Which usernames head the posts in the forum thread below?

▸ DOCUMENT EXTRACT:
--- start ---

I do have personal experence with Hi-Point. I had one and tried it for a few years. I even spent a wad of money trying to fix it. I told by gun smiths that it was junk and not worth spending the money to fix it. My Hi-Point did nothing but FTF. Worst of all it had a tendancy to eject the magazine after firing a round or two.

I am sure there are alot of good stories out there about Hi-Point but that is my story and why I vote NO on Hi-Points.


----------



## TcRoc (Mar 26, 2008)

The Glock comments crack me up,,if I based all my judements on things I've read I'd be a hermit


----------



## Todd (Jul 3, 2006)

drgriffi1 said:


> It is a good throw away gun (use once and toss it in the river), but that's about it.


Apparently it's that time again for the friendly reminder of ....

WE DO NOT DISCUSS, ALLUDE TO, INSINUATE IN ANY WAY TO, ANY ILLEGAL ACTIVITY ON THE FORUM! If there is any confusion on this issue, read this thread http://www.handgunforum.net/showthread.php?t=11796

I swear to God, the next person that even mentions doing something illegal, joking or not, is gone!


----------



## Dsig1 (Dec 23, 2007)

I've owned or shot extensively the following brands/guns: Beretta 96, Bersa 380, KelTec 380, S&W Sigma 40, Kimber CDP, Kimber TLE, Glock 19, Taurus 24/7, Browning Buckmark, SA XD9SC and various wheel guns. I never ran into a lemon that I wouldn't trust to save my life in this group of guns.


----------



## sig09 (Nov 10, 2008)

bdp2000 said:


> Wait for it...
> 
> :watching:


:anim_lol:


----------



## george ries (Oct 29, 2006)

:smt022my glock 19 is a fine gun and i do trust my life with it i had a charles daley 45 auto and it sucked and the taurus revolvers i had would jam because the cylinder timing was off taurus said and these gun were new out of the box and they were junk!


----------



## tholmes876 (Mar 1, 2008)

EDIT: Oops...didn't read the second page and assumed it ended after the first. Apparenty the situation has been handled already, making my comment irrelevant.


----------

--- end ---

▸ PROVIDED INFORMATION:

--- start ---

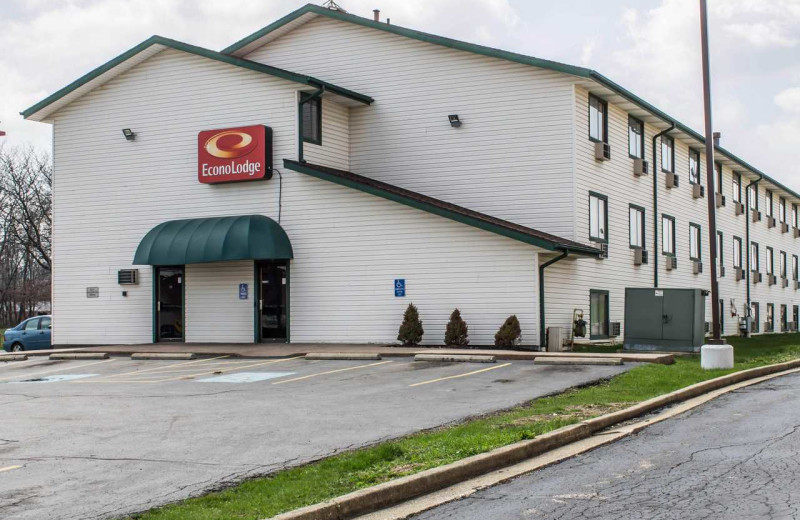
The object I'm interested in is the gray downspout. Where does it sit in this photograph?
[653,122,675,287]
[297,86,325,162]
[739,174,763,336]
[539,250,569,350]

--- end ---
--- start ---

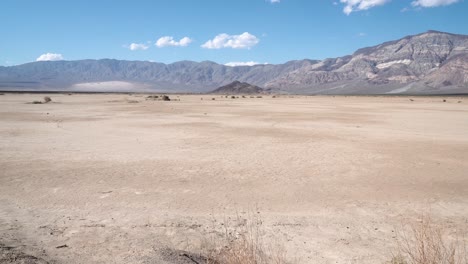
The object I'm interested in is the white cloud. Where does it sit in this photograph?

--- end ---
--- start ---

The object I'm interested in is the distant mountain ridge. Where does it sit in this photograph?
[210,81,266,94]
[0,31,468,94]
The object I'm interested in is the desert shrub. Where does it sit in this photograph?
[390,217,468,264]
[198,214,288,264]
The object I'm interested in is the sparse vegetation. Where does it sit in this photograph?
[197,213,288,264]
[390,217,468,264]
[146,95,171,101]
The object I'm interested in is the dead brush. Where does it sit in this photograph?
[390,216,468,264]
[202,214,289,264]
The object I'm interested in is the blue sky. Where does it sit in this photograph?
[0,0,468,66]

--- end ---

▸ FINISHED EXERCISE: TcRoc, Todd, Dsig1, sig09, george ries, tholmes876